- **TO-DO LIST**
(a) Translate into French this sentence from the pandas boolean indexing tutorial: "You can also combine .loc method with boolean indexing."
(b) Name every pandas method or indexer that the pandas boolean indexing tutorial mentions, whether in its code or in its prose.
(c) Resume the pandas boolean indexing tutorial after its final sentence and carry its explanation forward.

::: DOCUMENT SEGMENT :::

In our previous post, we talked about how to select rows and columns from a dataframe using labels and indices, In this post we will learn how to use boolean vectors to filter or select data from a dataframe and a series.
1 . Boolean Indexing on a DataFrame with single condition –
Let’s read the data to work with.
import pandas as pd import numpy as np df = pd.read_csv("https://raw.githubusercontent.com/bprasad26/lwd/master/data/gapminder.tsv", sep='\t') df.head()
suppose we want to find out, all the countries where life expectancy is less than 50 years. It will be hard to select the data based on label or indices because it is not obvious. But this can be easily done using boolean indexing.
To select data using boolean indexing, first we need to create a boolean mask like this.
# boolean mask # all rows where lifeExp < 50 years df['lifeExp'] < 50
Here, you can see that whenever a rows has lifeExp value less than 50 years, you get a True value otherwise a False value.
Now, you can use this mask to save in a variable then select the required data like this –
# create a mask life_mask = df['lifeExp'] < 50 # then select the data df[life_mask]
Or a more easier and shortcut way is to directly pass the mask to the dataframe to select the data like this.
# applying directly df[df['lifeExp'] < 50]
You can use all kinds of comparison operators. Let’s say that you want to select all the data relate to India.
You can also combine .loc method with boolean indexing.
# using loc with boolean index df.loc[df['country']=='India', :]
If you want, you can also select just a fewer columns instead of selecting all columns.
Boolean indexing with iloc method does not work, if you try you will get NotImplementedError.

::: RECORD LIST :::

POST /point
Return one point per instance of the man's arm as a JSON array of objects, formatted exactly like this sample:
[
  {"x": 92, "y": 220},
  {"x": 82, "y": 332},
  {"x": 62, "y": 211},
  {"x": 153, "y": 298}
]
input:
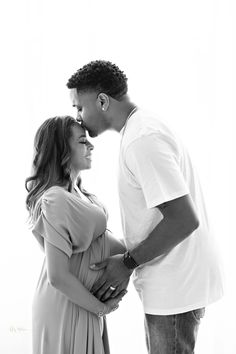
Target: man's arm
[{"x": 179, "y": 221}]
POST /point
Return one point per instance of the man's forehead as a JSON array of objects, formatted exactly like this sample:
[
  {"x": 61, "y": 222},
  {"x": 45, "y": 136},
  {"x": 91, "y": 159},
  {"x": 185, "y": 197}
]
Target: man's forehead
[
  {"x": 74, "y": 97},
  {"x": 78, "y": 98}
]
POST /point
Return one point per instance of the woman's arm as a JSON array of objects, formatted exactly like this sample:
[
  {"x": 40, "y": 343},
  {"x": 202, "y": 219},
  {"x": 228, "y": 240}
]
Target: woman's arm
[
  {"x": 117, "y": 246},
  {"x": 60, "y": 277}
]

:::

- **SOLVED TASKS**
(a) Vous pouvez également combiner la méthode .loc avec l'indexation booléenne.

(b) read_csv, head, loc, iloc

(c)
2 . Boolean indexing on a DataFrame with Multiple Conditions –
You can also apply multiple conditions to select data. For or we use the pipe symbol (|),for and we use (&) and for not we use (~) symbol.
Let’s say you want to find out all the data where the lifeExp is less than 50 years and the population is greater than 100 million.
df[(df['lifeExp'] < 50) & (df['pop'] > 100000000)]
one thing to notice that when you combine multiple conditions, you need to wrap every conditions with a parenthesis as I did here. If you don’t then you will get a ValueError as the truth value of a series is ambiguous.
If you want to select all the countries data which is not an Asian country, and the life expectancy is greater than 50 years.
df[~(df['continent']=='Asia') & (df['lifeExp'] > 50)]
3 . Boolean Indexing on a Series with single and multiple conditions –
You can also apply boolean indexing on a series. Let’s create a series from the dataframe.
s = df['year'] s
Now, to select all the rows of data where year is greater than 1970.
s[s > 1970]
And for multiple conditions, if you want to select all the data where year less than 1960 or greater than 1980.
s[(s< 1960) | (s > 1980)]
That’s it for today, see you soon.